=== Problem ===
List every line in the items below that contains the word "road".

=== Data for the task ===
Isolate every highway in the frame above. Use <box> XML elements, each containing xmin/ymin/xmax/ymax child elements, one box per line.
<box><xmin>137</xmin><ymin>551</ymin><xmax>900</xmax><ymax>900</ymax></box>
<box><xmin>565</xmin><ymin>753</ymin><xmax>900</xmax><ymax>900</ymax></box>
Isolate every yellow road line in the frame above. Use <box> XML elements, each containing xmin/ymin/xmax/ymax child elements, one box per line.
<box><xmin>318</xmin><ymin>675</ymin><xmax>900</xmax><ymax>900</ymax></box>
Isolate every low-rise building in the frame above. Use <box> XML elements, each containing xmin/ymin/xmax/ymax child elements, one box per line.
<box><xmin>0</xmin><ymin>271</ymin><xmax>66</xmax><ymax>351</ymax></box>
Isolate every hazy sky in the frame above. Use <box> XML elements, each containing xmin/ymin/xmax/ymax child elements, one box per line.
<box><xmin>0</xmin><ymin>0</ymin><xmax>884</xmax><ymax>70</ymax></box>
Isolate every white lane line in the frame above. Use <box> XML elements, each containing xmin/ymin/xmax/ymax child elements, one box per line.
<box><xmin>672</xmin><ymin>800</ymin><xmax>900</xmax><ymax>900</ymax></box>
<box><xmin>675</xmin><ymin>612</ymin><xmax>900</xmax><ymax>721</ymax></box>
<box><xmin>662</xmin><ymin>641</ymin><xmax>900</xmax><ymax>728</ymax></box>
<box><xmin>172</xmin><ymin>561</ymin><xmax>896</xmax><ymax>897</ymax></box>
--
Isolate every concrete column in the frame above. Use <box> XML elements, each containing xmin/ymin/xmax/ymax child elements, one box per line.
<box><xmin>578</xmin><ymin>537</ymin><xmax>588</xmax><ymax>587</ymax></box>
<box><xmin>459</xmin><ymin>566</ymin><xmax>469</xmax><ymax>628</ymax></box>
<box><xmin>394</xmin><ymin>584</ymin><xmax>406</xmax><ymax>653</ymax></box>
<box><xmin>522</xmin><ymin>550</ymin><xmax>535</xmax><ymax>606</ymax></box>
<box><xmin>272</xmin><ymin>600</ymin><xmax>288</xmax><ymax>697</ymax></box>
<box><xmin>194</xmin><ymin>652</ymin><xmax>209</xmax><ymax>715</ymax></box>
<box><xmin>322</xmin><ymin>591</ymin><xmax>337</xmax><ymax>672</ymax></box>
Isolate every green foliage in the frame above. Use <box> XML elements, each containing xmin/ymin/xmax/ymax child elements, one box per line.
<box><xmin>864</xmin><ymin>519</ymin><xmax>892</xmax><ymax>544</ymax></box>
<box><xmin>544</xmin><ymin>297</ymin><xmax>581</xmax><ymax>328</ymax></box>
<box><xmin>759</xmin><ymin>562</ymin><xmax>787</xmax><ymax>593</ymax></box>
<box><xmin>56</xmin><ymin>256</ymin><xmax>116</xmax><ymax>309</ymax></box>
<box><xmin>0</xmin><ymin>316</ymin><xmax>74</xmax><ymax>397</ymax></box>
* * *
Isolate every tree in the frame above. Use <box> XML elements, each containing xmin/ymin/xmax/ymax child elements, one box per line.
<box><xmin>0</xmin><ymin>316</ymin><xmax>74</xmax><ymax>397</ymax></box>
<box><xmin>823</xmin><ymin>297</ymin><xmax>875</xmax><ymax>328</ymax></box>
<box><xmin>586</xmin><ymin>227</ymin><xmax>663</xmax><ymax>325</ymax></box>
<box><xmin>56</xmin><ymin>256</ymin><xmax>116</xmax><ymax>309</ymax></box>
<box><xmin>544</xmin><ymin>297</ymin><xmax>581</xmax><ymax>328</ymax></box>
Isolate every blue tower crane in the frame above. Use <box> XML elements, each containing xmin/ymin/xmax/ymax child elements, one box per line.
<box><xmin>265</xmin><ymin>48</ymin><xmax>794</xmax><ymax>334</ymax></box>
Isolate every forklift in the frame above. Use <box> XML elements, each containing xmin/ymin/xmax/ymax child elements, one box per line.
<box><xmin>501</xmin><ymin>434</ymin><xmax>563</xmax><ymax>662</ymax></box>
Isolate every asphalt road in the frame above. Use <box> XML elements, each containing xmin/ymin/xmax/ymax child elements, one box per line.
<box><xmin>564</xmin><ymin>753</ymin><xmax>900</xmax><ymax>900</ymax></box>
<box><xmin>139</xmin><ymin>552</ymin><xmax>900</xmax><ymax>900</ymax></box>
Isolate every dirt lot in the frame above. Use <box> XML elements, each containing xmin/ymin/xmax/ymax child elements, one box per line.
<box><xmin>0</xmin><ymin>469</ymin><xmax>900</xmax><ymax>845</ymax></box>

=== Expected output ===
Isolate every yellow road line in the frame above. Use <box> XML elements, each containing xmin/ymin/xmax/ymax child elements, one box per line.
Isolate every asphalt road in the frame above. Use <box> XML elements, each containing xmin/ymin/xmax/ymax child elements, one box per line.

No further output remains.